---------- 提示文

女優秋吉久美子(71)が9、10日に東京・南青山マンダラで上演される、セミョーノフ座の旗揚げ公演となる音楽劇「僕と君とピアフ 〜あなたはエディット・ピアフを知っていますか?〜」に出演する。舞台は現代のバー。バーテンダーをしながらミュージシャンとして生きる青年(聖児セミョーノフ=41)が1冊の本から、20世紀最大のシャンソン歌手でありフランスの国民的歌手だった、1963年(昭38)に47歳で死去したエディット・ピアフのことを知る。訪れた客たちとピアフの魂を感じ合い、話し合う一夜の物語。秋吉は客の1人を演じる。秋吉と、プロデュース、脚本も担当するセミョーノフに聞いた。【小谷野俊哉】


   ◇   ◇   ◇


秋吉にとって、2年前に上演された舞台「あなたはエディット・ピアフを知っていますか?」に次ぐ出演となる。

--------------------
---------- 資料

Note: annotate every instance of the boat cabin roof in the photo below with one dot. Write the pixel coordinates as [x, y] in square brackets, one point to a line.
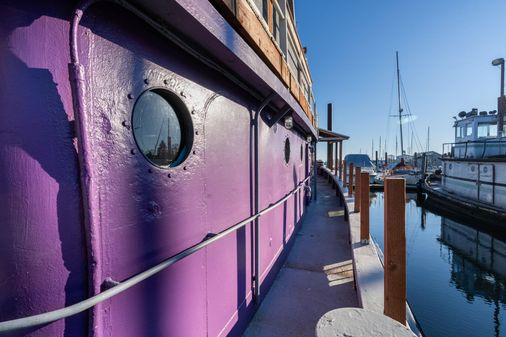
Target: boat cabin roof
[475, 126]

--------------------

作業の指示:
1. 提示文の「女優秋吉久美子(71)が9、」から「ますか?」に次ぐ出演となる。」までを、一字も変えずにすべて書き写すこと。
2. 提示文について、次の問いに答えよ。答えにも同じ記号を付けること。
(a) 秋吉久美子の年齢は何歳と書かれているか。
(b) エディット・ピアフは何年に何歳で死去したか。
(c) 秋吉が2年前に出演した舞台の題名は何か。

各問の解答:
1.
女優秋吉久美子(71)が9、10日に東京・南青山マンダラで上演される、セミョーノフ座の旗揚げ公演となる音楽劇「僕と君とピアフ 〜あなたはエディット・ピアフを知っていますか?〜」に出演する。舞台は現代のバー。バーテンダーをしながらミュージシャンとして生きる青年(聖児セミョーノフ=41)が1冊の本から、20世紀最大のシャンソン歌手でありフランスの国民的歌手だった、1963年(昭38)に47歳で死去したエディット・ピアフのことを知る。訪れた客たちとピアフの魂を感じ合い、話し合う一夜の物語。秋吉は客の1人を演じる。秋吉と、プロデュース、脚本も担当するセミョーノフに聞いた。【小谷野俊哉】


   ◇   ◇   ◇


秋吉にとって、2年前に上演された舞台「あなたはエディット・ピアフを知っていますか?」に次ぐ出演となる。

2.
(a) 71歳
(b) 1963年(昭38)に47歳で死去した。
(c) 「あなたはエディット・ピアフを知っていますか?」